[ENTRIES SHOWN]
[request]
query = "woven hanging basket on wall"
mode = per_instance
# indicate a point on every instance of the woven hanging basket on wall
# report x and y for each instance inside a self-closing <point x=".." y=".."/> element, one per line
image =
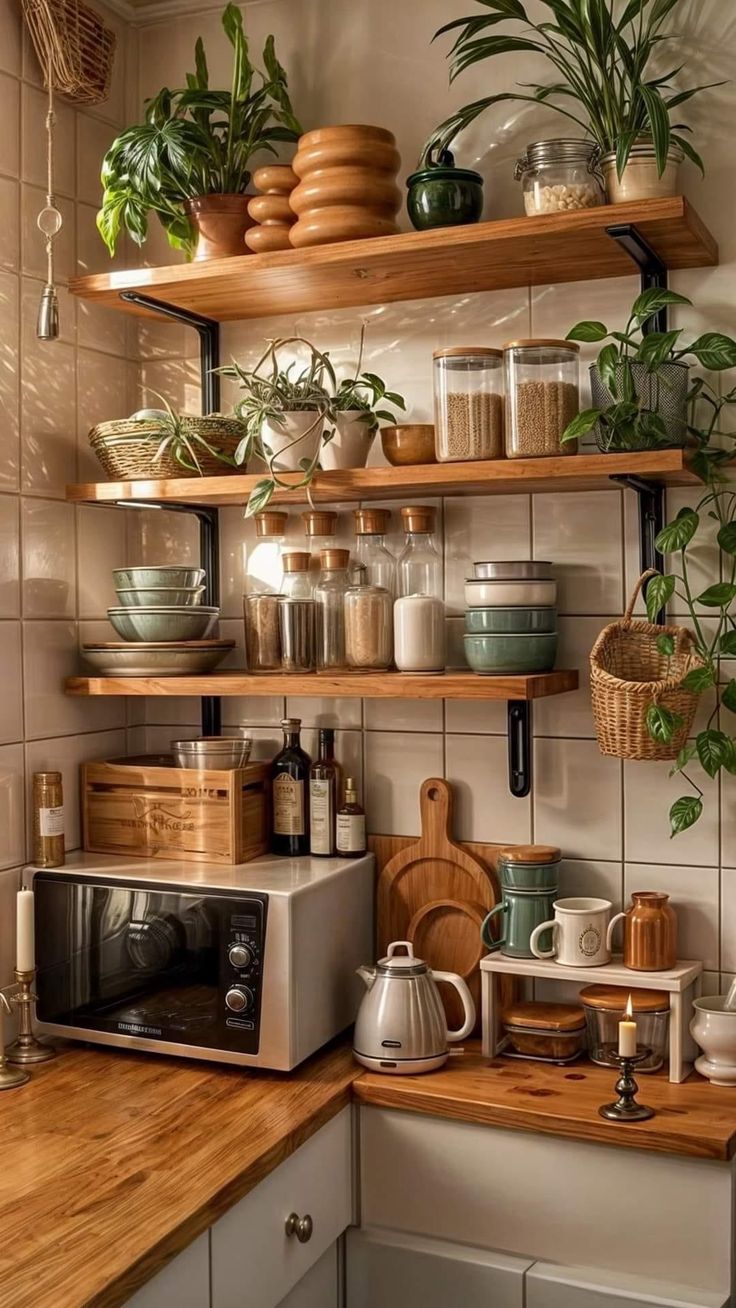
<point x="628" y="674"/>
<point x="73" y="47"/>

==

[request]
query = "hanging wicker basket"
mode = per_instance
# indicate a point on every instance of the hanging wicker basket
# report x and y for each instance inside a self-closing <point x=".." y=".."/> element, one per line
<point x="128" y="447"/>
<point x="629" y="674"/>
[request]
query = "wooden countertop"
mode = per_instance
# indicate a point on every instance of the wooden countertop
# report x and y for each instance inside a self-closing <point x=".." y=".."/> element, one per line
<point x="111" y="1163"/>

[SET TASK] Can you locate every line in the rows above that contains the word "wicker" and copy each one in full?

[WRITTEN RESPONSE]
query = "hanging wicker basket"
# indicate a point on every instance of the hanging wicker basket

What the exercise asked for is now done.